___ DOCUMENT TEXT

# MOZART MEETS JAZZ in NYC 3/30



## classicool

What: 
New York's Nova Philharmonic presents an innovative program as Mozart's classical orchestra meets contemporary jazz quartet in a unique arrangement of "A Little Night Music." Visionary maestro Dong-Hyun Kim conducts the orchestra who will face off against the Paul Joseph Quartet. Keeping with the jazz theme, violinist and composer Gregor Huebner will perform his "Concerto con Violin Latina." And underscoring the relationship between old and new will be a performance of Joel Mandelbaum's "The Past is Now."

When: 
March 30th, 7:15pm for pre-concert lecture, concert begins at 8pm

Where: 
Good Shepherd-Faith Presbyterian Church
152 W. 66th St., New York, NY 10023
(Lincoln Center area)

______
___ DATA LINES

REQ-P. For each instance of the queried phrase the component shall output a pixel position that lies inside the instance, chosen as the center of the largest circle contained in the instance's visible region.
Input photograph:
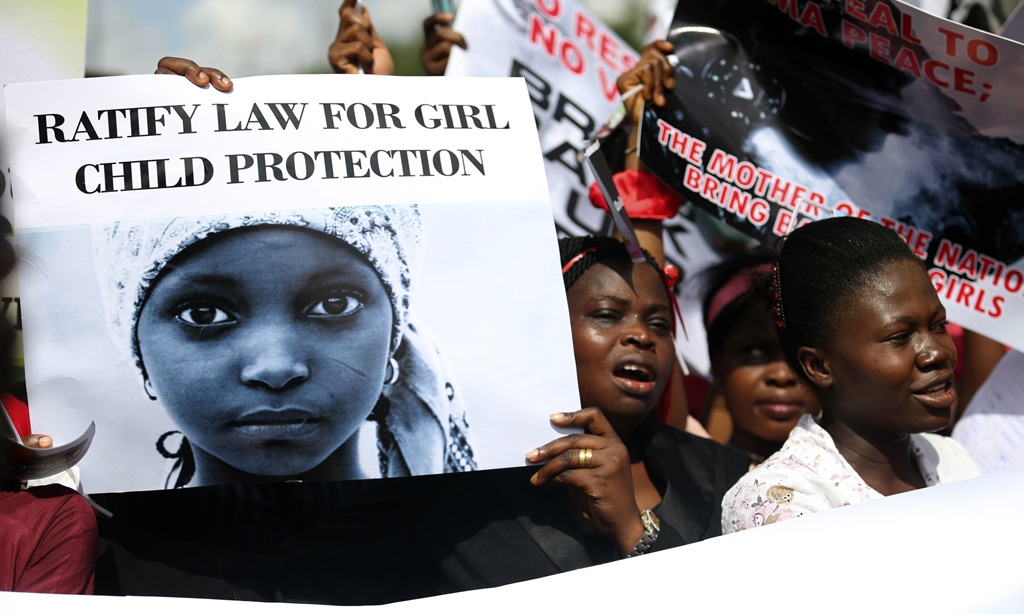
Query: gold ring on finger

______

TASKS TO CARRY OUT:
1 > Reproduce the passage of the concert announcement starting with "## classicool" and going on through "(Lincoln Center area)".
2 > Carry on the concert announcement from the point where it stops.
The material shown here was drawn from a separate source and has no connection to the concert announcement.

ANSWERS TO THE TASKS:
1 >
## classicool

What: 
New York's Nova Philharmonic presents an innovative program as Mozart's classical orchestra meets contemporary jazz quartet in a unique arrangement of "A Little Night Music." Visionary maestro Dong-Hyun Kim conducts the orchestra who will face off against the Paul Joseph Quartet. Keeping with the jazz theme, violinist and composer Gregor Huebner will perform his "Concerto con Violin Latina." And underscoring the relationship between old and new will be a performance of Joel Mandelbaum's "The Past is Now."

When: 
March 30th, 7:15pm for pre-concert lecture, concert begins at 8pm

Where: 
Good Shepherd-Faith Presbyterian Church
152 W. 66th St., New York, NY 10023
(Lincoln Center area)

2 >
1 train at 66th St.-Lincoln Center

Program:
Mozart Meets Jazz: Mozart's Eine Kleine Nachtmusik plus jazz arrangement by Paul Joseph
Concerto con Violin Latina (Huebner)
Ground Zero (Huebner)
The Past is Now (Mandelbaum)

Tickets:
$20, $10 seniors/students http://www.classictic.com/NVP

Website:
www.novaphilharmonic.org


----------



## Cnote11

If I lived anywhere close to New York City I'd have at it.


----------



## classicool

Thanks, Cnote11. But people are coming in from Portugal and Germany. You're probably not farther than that! But we do greatly appreciate the sentiment.


----------



## Cnote11

I happen to live 11,621 miles from New York City, which is three times as far as Portugal and Germany. I do wish you all the best, however.


----------



## kv466

Really,...there's someone flying in here from Portugal and Germany here every day for some art exhibit or other. Not to mention the flux when there's a good jazz and classical concert. They even come in from Mississippi for those!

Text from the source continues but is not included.